▶ **Tâches et exercices**
1. D'après le texte sur les droits humains, quel pays porte aujourd'hui un lourd fardeau dans la crise mondiale des réfugiés ?
2. Indiquez si chacune des affirmations suivantes concorde avec le texte sur les droits humains, en citant les mots qui le prouvent.
(a) La crise mondiale des réfugiés y est présentée comme l'exemple le plus parlant.
(b) Le droit international relatif aux droits humains y est décrit comme une norme récente.
(c) Les droits humains y sont décrits comme un cadre légal qui permet d'amener les gouvernements à rendre des comptes.
3. Recopiez le passage du texte sur les droits humains qui commence par les mots contenant « Alors que la » et se termine par « bien du mal. ».

▶ **Texte extrait**
Alors que la vérité est de plus en plus contestée et que les « fausses informations » sont presque glorifiées, l’état de droit fondé sur des éléments de preuve bien réels est plus que jamais indispensable.
Le droit international relatif aux droits humains et le droit humanitaire sont des normes internationales établies de longue date, et sont essentiels pour permettre de distinguer le bien du mal.
Les droits humains nous donnent un cadre pour interpréter et expliquer pourquoi quelque chose est mal. Ils nous donnent un cadre légal permettant d’amener les gouvernements à rendre des comptes et d’exiger des changements.
Et sans solidarité et obligation de rendre des comptes à l’échelle internationale, sans engagement commun à protéger les droits égaux et inaliénables de chacun, comment pouvons-nous faire face aux défis majeurs auxquels notre monde est confronté ?
La crise mondiale des réfugiés en est l’exemple le plus parlant. Le Liban porte un lourd fardeau aujourd’hui, mais si les États ne se mettaient pas d’accord pour coopérer, même s’il ne s’agit que d’un accord de principe, il ne resterait que deux options : soit le Liban devrait porter seul le fardeau de la crise, soit des femmes et des enfants sans défense seraient livrés à eux-mêmes face aux bombes syriennes et russes et aux groupes armés.

▶ **Matériel fourni**
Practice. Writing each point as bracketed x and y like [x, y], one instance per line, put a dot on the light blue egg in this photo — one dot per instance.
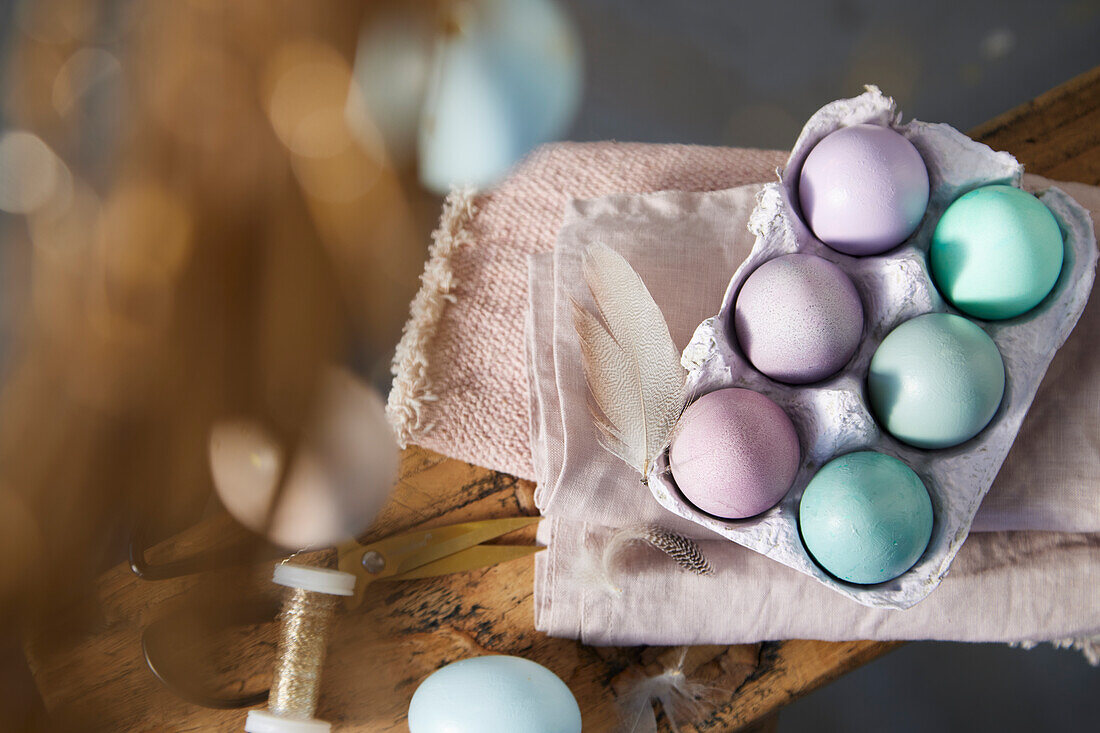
[866, 517]
[935, 381]
[494, 695]
[506, 78]
[997, 252]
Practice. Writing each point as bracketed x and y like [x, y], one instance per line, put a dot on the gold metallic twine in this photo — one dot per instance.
[304, 624]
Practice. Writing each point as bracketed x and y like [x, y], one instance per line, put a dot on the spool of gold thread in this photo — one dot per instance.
[304, 625]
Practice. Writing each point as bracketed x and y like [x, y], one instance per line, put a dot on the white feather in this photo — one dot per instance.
[630, 363]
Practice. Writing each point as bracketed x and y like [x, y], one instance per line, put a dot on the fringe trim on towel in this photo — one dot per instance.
[1089, 646]
[411, 386]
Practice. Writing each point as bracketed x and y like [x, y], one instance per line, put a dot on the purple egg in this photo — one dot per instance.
[734, 453]
[864, 189]
[799, 318]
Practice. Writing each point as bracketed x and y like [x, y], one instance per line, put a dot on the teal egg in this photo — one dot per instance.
[866, 517]
[935, 381]
[494, 695]
[997, 252]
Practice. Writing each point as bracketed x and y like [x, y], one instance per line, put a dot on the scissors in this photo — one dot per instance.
[430, 553]
[408, 556]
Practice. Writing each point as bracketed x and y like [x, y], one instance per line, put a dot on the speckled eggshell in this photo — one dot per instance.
[936, 381]
[734, 453]
[799, 318]
[494, 695]
[864, 189]
[996, 252]
[866, 517]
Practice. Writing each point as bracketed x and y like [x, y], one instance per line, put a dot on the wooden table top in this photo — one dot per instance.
[380, 653]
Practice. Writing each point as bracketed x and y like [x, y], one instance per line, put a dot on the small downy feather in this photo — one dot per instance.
[682, 699]
[630, 363]
[600, 568]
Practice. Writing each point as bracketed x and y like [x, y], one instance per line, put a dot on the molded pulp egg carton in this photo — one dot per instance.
[832, 416]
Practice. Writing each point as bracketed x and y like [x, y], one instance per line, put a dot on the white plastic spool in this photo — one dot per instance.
[315, 580]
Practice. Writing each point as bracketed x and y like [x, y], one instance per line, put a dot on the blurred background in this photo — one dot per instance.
[205, 204]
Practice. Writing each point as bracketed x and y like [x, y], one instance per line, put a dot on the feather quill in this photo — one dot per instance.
[630, 363]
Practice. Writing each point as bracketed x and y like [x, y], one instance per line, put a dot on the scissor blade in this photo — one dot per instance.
[414, 549]
[418, 548]
[479, 556]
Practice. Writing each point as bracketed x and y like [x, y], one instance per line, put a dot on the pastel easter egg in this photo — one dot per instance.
[864, 189]
[866, 517]
[734, 453]
[494, 695]
[799, 318]
[936, 381]
[507, 78]
[997, 252]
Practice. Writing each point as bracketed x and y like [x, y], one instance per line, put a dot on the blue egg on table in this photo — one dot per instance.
[507, 78]
[997, 252]
[494, 695]
[936, 381]
[866, 517]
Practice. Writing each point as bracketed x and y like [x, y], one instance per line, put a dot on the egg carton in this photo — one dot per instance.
[833, 416]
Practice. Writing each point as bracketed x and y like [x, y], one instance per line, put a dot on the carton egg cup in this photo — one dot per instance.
[833, 416]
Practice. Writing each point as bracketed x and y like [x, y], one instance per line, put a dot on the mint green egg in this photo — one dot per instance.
[866, 517]
[935, 381]
[997, 252]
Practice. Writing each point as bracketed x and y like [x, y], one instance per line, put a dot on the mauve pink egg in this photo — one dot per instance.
[799, 318]
[864, 189]
[734, 453]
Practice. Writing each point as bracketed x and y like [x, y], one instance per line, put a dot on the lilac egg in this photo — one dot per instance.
[799, 318]
[734, 453]
[864, 189]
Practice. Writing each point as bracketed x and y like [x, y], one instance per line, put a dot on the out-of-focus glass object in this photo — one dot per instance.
[30, 173]
[505, 76]
[393, 63]
[339, 479]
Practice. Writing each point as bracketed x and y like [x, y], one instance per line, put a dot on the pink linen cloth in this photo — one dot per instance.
[1003, 586]
[684, 245]
[461, 389]
[460, 379]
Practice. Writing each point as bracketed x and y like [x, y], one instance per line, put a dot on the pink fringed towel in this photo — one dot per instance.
[461, 389]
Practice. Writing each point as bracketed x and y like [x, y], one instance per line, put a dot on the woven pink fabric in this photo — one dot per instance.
[460, 389]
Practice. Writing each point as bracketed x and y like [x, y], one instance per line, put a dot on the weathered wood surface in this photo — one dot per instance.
[95, 676]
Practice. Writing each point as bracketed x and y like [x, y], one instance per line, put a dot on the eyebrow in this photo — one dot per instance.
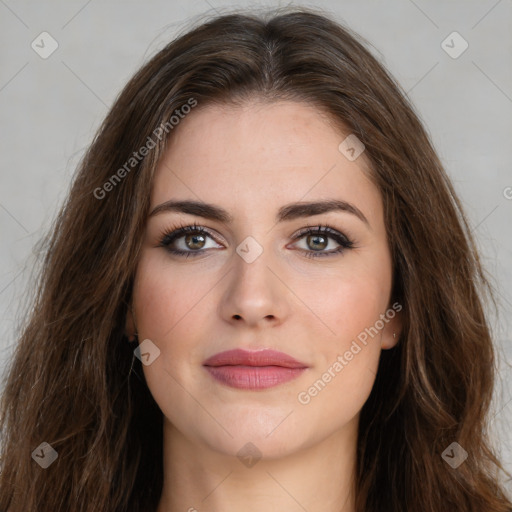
[288, 212]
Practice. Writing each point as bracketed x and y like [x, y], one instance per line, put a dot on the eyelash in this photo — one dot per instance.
[168, 237]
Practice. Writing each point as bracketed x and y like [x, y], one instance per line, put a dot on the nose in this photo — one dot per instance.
[253, 294]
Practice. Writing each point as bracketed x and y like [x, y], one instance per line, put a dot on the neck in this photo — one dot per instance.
[319, 477]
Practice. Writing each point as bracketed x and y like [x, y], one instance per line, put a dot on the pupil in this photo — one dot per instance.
[318, 237]
[195, 238]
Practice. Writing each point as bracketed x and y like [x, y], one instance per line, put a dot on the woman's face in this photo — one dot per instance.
[254, 281]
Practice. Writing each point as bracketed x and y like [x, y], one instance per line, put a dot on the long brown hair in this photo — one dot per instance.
[74, 382]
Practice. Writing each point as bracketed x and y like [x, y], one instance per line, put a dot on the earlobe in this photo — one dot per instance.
[130, 329]
[391, 335]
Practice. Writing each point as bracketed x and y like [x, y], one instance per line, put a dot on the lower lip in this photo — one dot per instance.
[253, 377]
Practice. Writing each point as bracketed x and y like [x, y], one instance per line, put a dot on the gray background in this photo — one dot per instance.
[50, 109]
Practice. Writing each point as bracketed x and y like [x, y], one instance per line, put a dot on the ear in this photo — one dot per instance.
[129, 327]
[393, 329]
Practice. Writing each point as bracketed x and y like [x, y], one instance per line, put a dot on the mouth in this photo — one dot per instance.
[253, 370]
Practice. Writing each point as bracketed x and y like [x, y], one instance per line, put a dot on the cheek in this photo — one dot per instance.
[165, 296]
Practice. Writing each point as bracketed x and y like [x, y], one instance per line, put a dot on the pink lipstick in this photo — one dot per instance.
[254, 370]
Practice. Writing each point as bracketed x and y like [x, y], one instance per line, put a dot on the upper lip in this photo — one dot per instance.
[265, 357]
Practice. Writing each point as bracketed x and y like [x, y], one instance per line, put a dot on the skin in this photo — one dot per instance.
[251, 161]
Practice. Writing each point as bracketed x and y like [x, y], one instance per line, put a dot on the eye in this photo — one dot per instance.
[192, 240]
[187, 240]
[318, 238]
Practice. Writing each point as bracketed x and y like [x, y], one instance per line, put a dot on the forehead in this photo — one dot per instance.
[261, 155]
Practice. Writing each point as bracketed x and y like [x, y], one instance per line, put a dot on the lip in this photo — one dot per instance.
[253, 370]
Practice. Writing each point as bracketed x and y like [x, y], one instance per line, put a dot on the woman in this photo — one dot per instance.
[261, 292]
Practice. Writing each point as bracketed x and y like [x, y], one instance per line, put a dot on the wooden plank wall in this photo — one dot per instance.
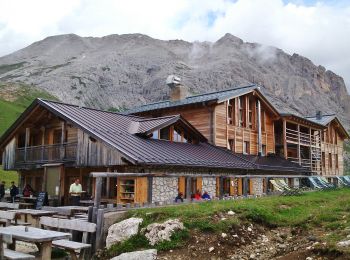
[95, 153]
[332, 148]
[8, 155]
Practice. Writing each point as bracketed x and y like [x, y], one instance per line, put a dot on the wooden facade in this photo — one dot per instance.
[232, 124]
[332, 144]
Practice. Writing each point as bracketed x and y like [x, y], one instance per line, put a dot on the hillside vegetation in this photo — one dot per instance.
[14, 99]
[313, 223]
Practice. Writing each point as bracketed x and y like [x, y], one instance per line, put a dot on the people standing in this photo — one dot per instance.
[27, 191]
[75, 192]
[13, 191]
[2, 190]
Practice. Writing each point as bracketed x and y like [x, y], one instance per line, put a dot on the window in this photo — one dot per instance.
[155, 135]
[164, 133]
[241, 113]
[323, 159]
[177, 135]
[263, 120]
[246, 149]
[231, 112]
[250, 113]
[231, 144]
[336, 161]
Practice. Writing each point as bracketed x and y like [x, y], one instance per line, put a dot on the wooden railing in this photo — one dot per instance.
[46, 153]
[305, 139]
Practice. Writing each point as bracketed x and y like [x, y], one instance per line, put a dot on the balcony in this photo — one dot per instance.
[65, 152]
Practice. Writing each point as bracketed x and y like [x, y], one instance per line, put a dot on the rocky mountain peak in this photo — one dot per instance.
[122, 71]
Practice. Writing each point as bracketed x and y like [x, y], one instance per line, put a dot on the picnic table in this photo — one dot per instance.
[87, 202]
[26, 205]
[33, 215]
[41, 237]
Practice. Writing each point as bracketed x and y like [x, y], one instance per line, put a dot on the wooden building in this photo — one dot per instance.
[244, 121]
[53, 143]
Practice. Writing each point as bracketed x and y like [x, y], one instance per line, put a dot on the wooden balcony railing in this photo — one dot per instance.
[46, 153]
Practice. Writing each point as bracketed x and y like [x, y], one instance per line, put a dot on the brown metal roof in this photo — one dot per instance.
[113, 128]
[122, 133]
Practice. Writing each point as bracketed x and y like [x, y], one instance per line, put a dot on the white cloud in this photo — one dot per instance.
[319, 31]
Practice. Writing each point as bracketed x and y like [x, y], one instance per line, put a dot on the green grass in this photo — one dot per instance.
[25, 94]
[328, 211]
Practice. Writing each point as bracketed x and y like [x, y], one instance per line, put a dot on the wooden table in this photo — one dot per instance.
[73, 210]
[33, 215]
[41, 237]
[87, 202]
[26, 205]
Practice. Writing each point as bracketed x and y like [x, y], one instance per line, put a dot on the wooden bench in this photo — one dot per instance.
[10, 254]
[73, 225]
[8, 218]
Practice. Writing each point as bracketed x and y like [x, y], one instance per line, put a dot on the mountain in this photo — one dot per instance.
[121, 71]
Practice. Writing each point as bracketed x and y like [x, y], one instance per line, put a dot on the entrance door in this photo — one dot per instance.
[53, 180]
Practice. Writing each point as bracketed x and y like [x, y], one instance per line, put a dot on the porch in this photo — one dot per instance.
[53, 153]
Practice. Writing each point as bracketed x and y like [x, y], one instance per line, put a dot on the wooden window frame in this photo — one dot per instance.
[246, 147]
[232, 145]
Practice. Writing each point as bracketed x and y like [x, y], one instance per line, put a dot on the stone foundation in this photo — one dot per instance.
[258, 187]
[209, 185]
[164, 188]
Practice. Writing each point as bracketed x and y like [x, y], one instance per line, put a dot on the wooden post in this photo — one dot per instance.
[245, 186]
[298, 152]
[98, 190]
[42, 143]
[43, 187]
[150, 189]
[63, 139]
[221, 187]
[285, 152]
[108, 184]
[266, 185]
[188, 188]
[259, 130]
[26, 143]
[99, 229]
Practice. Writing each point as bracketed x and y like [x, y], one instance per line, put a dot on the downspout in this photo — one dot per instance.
[259, 130]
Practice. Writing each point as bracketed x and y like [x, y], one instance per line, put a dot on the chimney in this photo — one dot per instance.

▶ **Réponses attendues**
1. Le Liban.

2.
(a) Oui : « La crise mondiale des réfugiés en est l’exemple le plus parlant. »
(b) Non : « des normes internationales établies de longue date »
(c) Oui : « Ils nous donnent un cadre légal permettant d’amener les gouvernements à rendre des comptes »

3.
Alors que la vérité est de plus en plus contestée et que les « fausses informations » sont presque glorifiées, l’état de droit fondé sur des éléments de preuve bien réels est plus que jamais indispensable.
Le droit international relatif aux droits humains et le droit humanitaire sont des normes internationales établies de longue date, et sont essentiels pour permettre de distinguer le bien du mal.